TASK: A word-for-word restatement of all the records is the required answer.

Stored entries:
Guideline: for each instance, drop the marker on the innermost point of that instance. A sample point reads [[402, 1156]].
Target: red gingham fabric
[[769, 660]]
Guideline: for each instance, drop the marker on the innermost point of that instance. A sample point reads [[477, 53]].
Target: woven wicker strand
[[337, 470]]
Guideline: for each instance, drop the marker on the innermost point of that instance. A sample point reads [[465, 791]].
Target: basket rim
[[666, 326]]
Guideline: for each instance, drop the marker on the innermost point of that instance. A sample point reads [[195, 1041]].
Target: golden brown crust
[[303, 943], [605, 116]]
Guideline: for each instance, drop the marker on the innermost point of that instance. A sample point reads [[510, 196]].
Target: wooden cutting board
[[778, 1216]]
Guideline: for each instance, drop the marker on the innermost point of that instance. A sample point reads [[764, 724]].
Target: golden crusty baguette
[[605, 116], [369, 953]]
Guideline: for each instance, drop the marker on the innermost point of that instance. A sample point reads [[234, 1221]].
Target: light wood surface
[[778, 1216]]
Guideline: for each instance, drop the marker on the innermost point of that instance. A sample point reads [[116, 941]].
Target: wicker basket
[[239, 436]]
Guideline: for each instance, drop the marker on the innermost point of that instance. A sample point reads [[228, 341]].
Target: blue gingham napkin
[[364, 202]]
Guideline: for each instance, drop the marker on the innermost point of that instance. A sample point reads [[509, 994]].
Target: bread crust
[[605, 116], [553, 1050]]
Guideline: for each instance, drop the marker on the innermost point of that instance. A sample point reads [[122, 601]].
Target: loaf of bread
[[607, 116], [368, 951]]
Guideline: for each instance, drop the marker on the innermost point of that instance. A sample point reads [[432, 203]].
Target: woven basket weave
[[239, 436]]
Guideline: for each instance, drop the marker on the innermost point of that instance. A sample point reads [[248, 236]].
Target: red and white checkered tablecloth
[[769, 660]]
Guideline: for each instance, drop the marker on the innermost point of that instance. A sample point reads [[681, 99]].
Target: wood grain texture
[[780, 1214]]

TASK OUTPUT:
Guideline: for each instance, drop the marker on the innermost point of that instance. A sample point reads [[402, 1156]].
Target: red gingham fabric
[[769, 660]]
Guideline: for each instance, drop the marker on the innermost point of that instance. A sample point reads [[477, 53]].
Target: woven wicker strand
[[337, 470]]
Guideline: for each instance, drop the marker on the innermost point of that instance. A sample point reads [[465, 791]].
Target: basket rim
[[666, 326]]
Guideline: for each instance, drop the marker on the innermost point of that instance. A sample point reads [[195, 1041]].
Target: golden brown crust
[[303, 943], [605, 116]]
Guideline: for each instance, drop the marker on the innermost point of that instance. A sample point reads [[510, 196]].
Target: wooden cutting board
[[778, 1216]]
Guideline: for each instance, drop the marker on the innermost point of that instance. A sample point reads [[764, 724]].
Target: golden crusty baguette
[[605, 116], [369, 953]]
Guideline: for each instance, drop the marker on the innermost point of that instance. A sample point reads [[234, 1221]].
Target: light wood surface
[[778, 1216]]
Guideline: for each instance, drop the marker on the innermost point of that instance. A sample point reads [[116, 941]].
Target: wicker basket
[[239, 436]]
Guideline: for each instance, drop the marker on the innermost point of that instance. A sample point reads [[228, 341]].
Target: blue gingham napkin
[[364, 202]]
Guideline: for each instance, drop the marker on the innermost point of that instance. A sample point reads [[509, 994]].
Target: bread crust
[[605, 116], [553, 1050]]
Guideline: for each instance, drop the marker on the innermost point of that instance. A sample point reads [[122, 601]].
Target: loaf of bread
[[607, 116], [368, 951]]
Guideline: for each instance, drop the marker on the innermost point of that instance. A sample point reads [[432, 203]].
Target: woven basket weave
[[239, 436]]
Guideline: for each instance, drop the marker on the innermost point of that instance. A sample point reads [[248, 236]].
Target: red and white checkered tablecloth
[[769, 660]]
Guideline: for each instance, drop the marker on the innermost point of that instance. A sample point reads [[681, 99]].
Target: wood grain texture
[[780, 1214]]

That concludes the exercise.